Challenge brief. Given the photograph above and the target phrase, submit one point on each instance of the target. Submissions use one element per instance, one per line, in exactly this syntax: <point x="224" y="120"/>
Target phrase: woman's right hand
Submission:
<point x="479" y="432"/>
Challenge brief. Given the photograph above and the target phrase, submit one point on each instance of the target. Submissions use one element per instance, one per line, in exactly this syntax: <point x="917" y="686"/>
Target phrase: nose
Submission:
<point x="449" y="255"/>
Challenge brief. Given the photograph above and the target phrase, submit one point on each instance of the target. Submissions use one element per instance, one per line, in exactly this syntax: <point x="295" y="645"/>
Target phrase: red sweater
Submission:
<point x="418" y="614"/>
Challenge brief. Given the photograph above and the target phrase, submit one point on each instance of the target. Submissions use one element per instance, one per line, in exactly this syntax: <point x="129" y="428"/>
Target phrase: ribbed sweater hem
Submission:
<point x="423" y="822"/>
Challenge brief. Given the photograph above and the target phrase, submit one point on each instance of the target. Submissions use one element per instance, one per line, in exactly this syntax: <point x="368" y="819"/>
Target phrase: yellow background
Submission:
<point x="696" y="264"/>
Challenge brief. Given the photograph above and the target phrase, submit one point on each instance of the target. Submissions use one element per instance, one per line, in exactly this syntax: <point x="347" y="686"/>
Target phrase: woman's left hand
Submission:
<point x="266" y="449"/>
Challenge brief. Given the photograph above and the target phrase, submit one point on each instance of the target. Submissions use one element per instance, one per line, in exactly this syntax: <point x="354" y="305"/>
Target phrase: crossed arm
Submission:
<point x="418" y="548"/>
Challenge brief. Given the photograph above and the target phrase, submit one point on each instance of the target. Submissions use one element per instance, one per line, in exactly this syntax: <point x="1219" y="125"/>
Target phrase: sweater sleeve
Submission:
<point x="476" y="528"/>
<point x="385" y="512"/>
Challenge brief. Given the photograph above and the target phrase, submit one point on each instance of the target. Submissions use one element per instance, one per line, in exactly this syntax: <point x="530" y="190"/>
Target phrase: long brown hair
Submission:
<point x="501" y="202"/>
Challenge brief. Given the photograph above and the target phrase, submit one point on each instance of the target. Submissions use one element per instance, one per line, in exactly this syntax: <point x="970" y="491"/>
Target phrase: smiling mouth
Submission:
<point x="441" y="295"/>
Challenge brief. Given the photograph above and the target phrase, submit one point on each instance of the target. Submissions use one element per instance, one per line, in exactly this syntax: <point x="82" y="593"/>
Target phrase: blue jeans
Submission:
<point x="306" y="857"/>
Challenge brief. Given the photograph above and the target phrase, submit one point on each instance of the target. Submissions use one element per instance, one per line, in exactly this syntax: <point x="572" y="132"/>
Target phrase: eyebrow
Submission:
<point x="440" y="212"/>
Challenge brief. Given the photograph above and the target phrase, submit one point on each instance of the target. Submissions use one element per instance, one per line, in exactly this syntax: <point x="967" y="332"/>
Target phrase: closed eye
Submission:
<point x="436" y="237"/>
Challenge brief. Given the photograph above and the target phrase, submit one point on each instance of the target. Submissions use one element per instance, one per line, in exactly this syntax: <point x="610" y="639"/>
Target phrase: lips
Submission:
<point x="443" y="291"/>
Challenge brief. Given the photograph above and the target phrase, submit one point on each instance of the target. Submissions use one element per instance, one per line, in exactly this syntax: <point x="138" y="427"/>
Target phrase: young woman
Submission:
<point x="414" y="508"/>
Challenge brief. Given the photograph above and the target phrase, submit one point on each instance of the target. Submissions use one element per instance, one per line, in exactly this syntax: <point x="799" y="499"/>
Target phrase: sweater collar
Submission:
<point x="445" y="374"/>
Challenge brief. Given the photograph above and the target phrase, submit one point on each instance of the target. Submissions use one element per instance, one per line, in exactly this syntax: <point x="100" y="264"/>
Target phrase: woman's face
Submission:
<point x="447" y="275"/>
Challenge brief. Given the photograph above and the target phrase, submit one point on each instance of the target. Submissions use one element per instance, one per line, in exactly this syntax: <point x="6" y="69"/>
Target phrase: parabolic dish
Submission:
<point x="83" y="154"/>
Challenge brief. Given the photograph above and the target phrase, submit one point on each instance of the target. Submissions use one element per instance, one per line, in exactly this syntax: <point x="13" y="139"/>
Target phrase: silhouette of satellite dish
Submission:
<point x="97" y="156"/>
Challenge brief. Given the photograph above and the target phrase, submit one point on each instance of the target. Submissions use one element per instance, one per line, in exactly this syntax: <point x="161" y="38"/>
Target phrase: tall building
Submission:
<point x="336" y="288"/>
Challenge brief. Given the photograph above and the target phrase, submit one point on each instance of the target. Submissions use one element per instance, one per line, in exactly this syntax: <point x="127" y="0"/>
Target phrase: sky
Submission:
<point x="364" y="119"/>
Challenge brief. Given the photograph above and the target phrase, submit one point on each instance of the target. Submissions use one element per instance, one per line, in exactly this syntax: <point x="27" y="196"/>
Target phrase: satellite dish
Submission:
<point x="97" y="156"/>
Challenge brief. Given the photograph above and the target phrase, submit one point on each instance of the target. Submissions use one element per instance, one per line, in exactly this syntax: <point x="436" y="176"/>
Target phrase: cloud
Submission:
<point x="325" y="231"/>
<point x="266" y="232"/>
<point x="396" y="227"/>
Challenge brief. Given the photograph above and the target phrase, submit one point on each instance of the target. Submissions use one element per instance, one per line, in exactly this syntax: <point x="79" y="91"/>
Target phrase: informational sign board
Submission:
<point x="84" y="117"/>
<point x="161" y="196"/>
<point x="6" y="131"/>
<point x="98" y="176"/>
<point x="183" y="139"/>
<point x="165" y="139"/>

◆ ◆ ◆ ◆ ◆

- Task brief:
Repeat the records above with every character intact.

- Task solution:
Challenge brief. Given the photograph above and the target phrase, submit one point on each instance of the target. Submissions use one element per instance, one per line, in exactly this syntax: <point x="224" y="120"/>
Target phrase: woman's right hand
Submission:
<point x="479" y="432"/>
Challenge brief. Given the photograph above and the target phrase, submit one point on each instance of the target. Submissions use one element per instance, one per line, in exactly this syntax: <point x="917" y="686"/>
Target phrase: nose
Submission:
<point x="449" y="255"/>
Challenge brief. Given the photograph above and the target phrase, submit one point on each instance of the target. Submissions use one element per instance, one per line, in exactly this syntax: <point x="295" y="645"/>
Target phrase: red sweater
Submission:
<point x="418" y="614"/>
Challenge brief. Given the photograph above and the target phrase, submit one point on each instance of the target. Submissions use one element per instance, one per line, in exactly this syntax: <point x="129" y="428"/>
Target phrase: ribbed sweater hem
Submission:
<point x="423" y="822"/>
Challenge brief. Given the photograph above and the target phrase, submit one point on each instance of the target. Submissions use one element per instance, one per line, in exactly this syntax: <point x="368" y="819"/>
Target phrase: yellow background
Submission:
<point x="696" y="264"/>
Challenge brief. Given the photograph above and the target phrase, submit one point on each instance of the target. Submissions use one element per instance, one per line, in exactly this syntax: <point x="347" y="686"/>
Target phrase: woman's left hand
Submission:
<point x="266" y="449"/>
Challenge brief. Given the photograph above and the target phrase, submit one point on each instance of the target. Submissions use one element per instance, one per line, in exactly this syntax: <point x="354" y="305"/>
Target phrase: crossed arm
Submission:
<point x="418" y="548"/>
Challenge brief. Given the photograph above and the target phrase, submit one point on each instance of the target. Submissions use one element per instance, one per line, in exactly this syntax: <point x="1219" y="125"/>
Target phrase: sweater sleeve
Submission:
<point x="476" y="528"/>
<point x="385" y="512"/>
Challenge brief. Given the photograph above and the target phrase, submit one point on each instance of the target. Submissions use one element per instance, one per line, in exactly this syntax: <point x="530" y="190"/>
Target phrase: long brown hair
Submission:
<point x="501" y="202"/>
Challenge brief. Given the photograph above and the target phrase, submit one point on each instance of the target. Submissions use one element per instance, one per line, in exactly this syntax: <point x="970" y="491"/>
Target phrase: smiling mouth
Submission:
<point x="441" y="295"/>
Challenge brief. Given the photograph above and the target phrase, submit one point on each instance of the target. Submissions use one element per instance, one per line, in exactly this syntax: <point x="82" y="593"/>
Target phrase: blue jeans
Submission:
<point x="306" y="857"/>
Challenge brief. Given the photograph above and the target phrase, submit one point on each instance of the target. Submissions use one element per instance, one per line, in exactly this syntax: <point x="572" y="132"/>
Target phrase: eyebrow
Submission:
<point x="440" y="212"/>
Challenge brief. Given the photograph above and the target phrase, submit one point on each instance of the target. Submissions use one element per instance, one per line, in exactly this syntax: <point x="967" y="332"/>
Target phrase: closed eye
Submission:
<point x="436" y="237"/>
Challenge brief. Given the photograph above and the target phrase, submit one point on each instance of the target. Submissions use one element per instance, one per line, in exactly this syntax: <point x="610" y="639"/>
Target phrase: lips
Submission:
<point x="443" y="291"/>
Challenge brief. Given the photograph above and the target phrase, submit one point on each instance of the target. Submissions use one element per instance, one per line, in exactly this syntax: <point x="138" y="427"/>
Target phrase: young woman
Submission:
<point x="414" y="508"/>
Challenge brief. Given the photograph above and the target phrase, submit one point on each instance of the target. Submissions use one element per instance, one per line, in exactly this syntax: <point x="799" y="499"/>
Target phrase: sweater collar
Submission:
<point x="445" y="374"/>
Challenge brief. Given the photograph above and the target phrase, submit one point on each instance of the target. Submissions use one element per instance, one per line, in exactly this syntax: <point x="100" y="264"/>
Target phrase: woman's face
Submission:
<point x="447" y="275"/>
Challenge brief. Given the photograph above and the target phrase, submit one point on each instance of the target. Submissions use one element per instance, one per line, in exactly this syntax: <point x="6" y="69"/>
Target phrase: parabolic dish
Submission:
<point x="83" y="154"/>
Challenge brief. Given the photograph above and the target phrase, submit one point on each instance of the target. Submissions use one element per instance, one per line, in exactly this syntax: <point x="13" y="139"/>
Target phrase: silhouette of satellite dish
Submission:
<point x="97" y="156"/>
Challenge brief. Given the photograph above and the target phrase, submit one point on each instance of the target. Submissions use one element per instance, one per line, in exactly this syntax: <point x="161" y="38"/>
Target phrase: tall building
Submission:
<point x="336" y="288"/>
Challenge brief. Given the photograph above and the target phrase, submit one point on each instance of the target. Submissions use one element per instance, one per line, in exactly this syntax: <point x="127" y="0"/>
Target phrase: sky
Submission:
<point x="364" y="119"/>
Challenge brief. Given the photograph above and the target phrase, submit one point on each instance of the target. Submissions use one element per instance, one per line, in exactly this syntax: <point x="27" y="196"/>
Target phrase: satellite dish
Submission:
<point x="97" y="156"/>
Challenge brief. Given the photograph above and the target phrase, submit one point on each instance of the target. Submissions use one element per instance, one per line, in exactly this syntax: <point x="436" y="176"/>
Target phrase: cloud
Submission:
<point x="325" y="231"/>
<point x="266" y="232"/>
<point x="396" y="227"/>
Challenge brief. Given the photograph above and the target phrase, submit one point on each instance of the target. Submissions use one element per instance, one per line, in exactly this syntax: <point x="79" y="91"/>
Target phrase: informational sign board
Submission:
<point x="84" y="117"/>
<point x="161" y="196"/>
<point x="6" y="131"/>
<point x="98" y="176"/>
<point x="183" y="139"/>
<point x="165" y="139"/>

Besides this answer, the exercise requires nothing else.